• **DIRECTIVE**
Rewrite each of the rows below, replacing "Object class to annotate" with "Category to label" wherever it occurs and leaving every other word unchanged.

• **PROVIDED RECORDS**
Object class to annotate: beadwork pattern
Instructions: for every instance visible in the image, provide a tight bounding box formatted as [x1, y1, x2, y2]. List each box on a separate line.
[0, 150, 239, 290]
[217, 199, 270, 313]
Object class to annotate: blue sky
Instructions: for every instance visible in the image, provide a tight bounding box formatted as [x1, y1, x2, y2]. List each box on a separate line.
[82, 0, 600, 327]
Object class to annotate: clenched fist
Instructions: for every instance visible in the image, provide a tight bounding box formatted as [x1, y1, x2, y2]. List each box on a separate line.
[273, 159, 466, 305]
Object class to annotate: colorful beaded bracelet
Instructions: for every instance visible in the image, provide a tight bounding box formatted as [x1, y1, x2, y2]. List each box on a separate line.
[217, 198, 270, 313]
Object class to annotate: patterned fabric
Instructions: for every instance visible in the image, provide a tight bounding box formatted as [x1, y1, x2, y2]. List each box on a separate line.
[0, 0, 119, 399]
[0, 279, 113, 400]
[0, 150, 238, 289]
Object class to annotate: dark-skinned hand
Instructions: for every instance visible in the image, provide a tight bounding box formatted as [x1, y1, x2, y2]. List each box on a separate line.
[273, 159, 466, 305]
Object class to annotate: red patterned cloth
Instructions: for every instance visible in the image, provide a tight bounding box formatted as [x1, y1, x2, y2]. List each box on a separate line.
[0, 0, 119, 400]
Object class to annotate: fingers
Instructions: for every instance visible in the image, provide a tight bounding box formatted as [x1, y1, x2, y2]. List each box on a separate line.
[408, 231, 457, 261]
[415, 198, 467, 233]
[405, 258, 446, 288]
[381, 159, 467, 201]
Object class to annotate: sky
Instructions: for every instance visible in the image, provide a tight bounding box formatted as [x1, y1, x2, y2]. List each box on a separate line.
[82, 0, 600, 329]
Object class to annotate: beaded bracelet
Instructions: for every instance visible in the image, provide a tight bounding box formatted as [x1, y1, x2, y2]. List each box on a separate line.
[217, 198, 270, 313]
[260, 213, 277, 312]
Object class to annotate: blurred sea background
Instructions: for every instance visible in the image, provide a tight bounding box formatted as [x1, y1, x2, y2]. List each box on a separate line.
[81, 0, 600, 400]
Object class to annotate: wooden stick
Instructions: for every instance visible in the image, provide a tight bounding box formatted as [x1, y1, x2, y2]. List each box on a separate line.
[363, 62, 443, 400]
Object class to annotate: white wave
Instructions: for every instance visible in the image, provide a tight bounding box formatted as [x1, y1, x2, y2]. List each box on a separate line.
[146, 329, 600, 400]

• **FULL OUTPUT**
Category to label: beadwork pattern
Instructions: for every instance visible in the image, provide a tight bounding box formatted as [x1, y1, x2, y2]. List each box on a separate line.
[0, 150, 239, 290]
[217, 199, 270, 313]
Category to label: blue sky
Instructions: for every instance visible in the image, provide a tight bounding box formatted as [x1, y1, x2, y2]. List each box on a separate line.
[82, 0, 600, 327]
Category to label: clenched fist
Instructions: for every instance visible in the image, provide a tight bounding box formatted as [x1, y1, x2, y2]. List each box on a separate line.
[273, 159, 466, 305]
Category to label: colorful beaded bracelet
Instructions: for every instance visible in the image, provide a tight bounding box formatted as [x1, y1, x2, y2]. List each box on a separate line.
[217, 198, 270, 313]
Category to label: patterned fabric
Instructions: for every instance visible in the image, provide a tight bounding box formatted as [x1, y1, x2, y2]. List each box on a separate line.
[0, 0, 119, 399]
[0, 279, 113, 400]
[0, 150, 238, 289]
Category to label: dark-skinned hand
Instructions: for every instance visible in the image, provide a tight bounding box formatted as [x1, y1, x2, y2]. List each box on a separate line.
[273, 159, 466, 305]
Category to label: red patterned cloth
Instructions: for every instance visible in the image, provide a tight bounding box formatted as [x1, y1, x2, y2]. List each box on a separate line.
[0, 0, 119, 400]
Category to label: fingers
Instructions: for every instance visible in the image, provide a tight bounding box formatted as [x1, y1, x2, y2]. List each box on a separate line.
[408, 231, 457, 261]
[415, 198, 467, 233]
[405, 258, 446, 288]
[381, 159, 467, 201]
Category to label: sky
Instructions: for every instance visible in the image, provide a tight bounding box formatted as [x1, y1, x2, y2]. List each box on a separate line.
[82, 0, 600, 329]
Category to label: beaded bracelet
Instructions: for every instance visible in the image, provide a tight bounding box formatted as [x1, y1, x2, y2]. List each box on a separate line.
[217, 198, 270, 313]
[260, 213, 277, 312]
Category to label: blurred sea background
Instructions: for every instance visible in the image, provide a tight bounding box formatted as [x1, y1, x2, y2]. List each box on a separate line.
[81, 0, 600, 400]
Category to label: wooden stick
Instructions: for every instance visible in the image, provide a tight bounding box formatted as [x1, y1, x2, y2]. List each box on a separate line.
[363, 62, 443, 400]
Category to label: white wave
Instructions: for every instance visible in the image, provide a tight bounding box formatted as [x1, y1, x2, y2]. List each box on a separate line.
[146, 329, 600, 400]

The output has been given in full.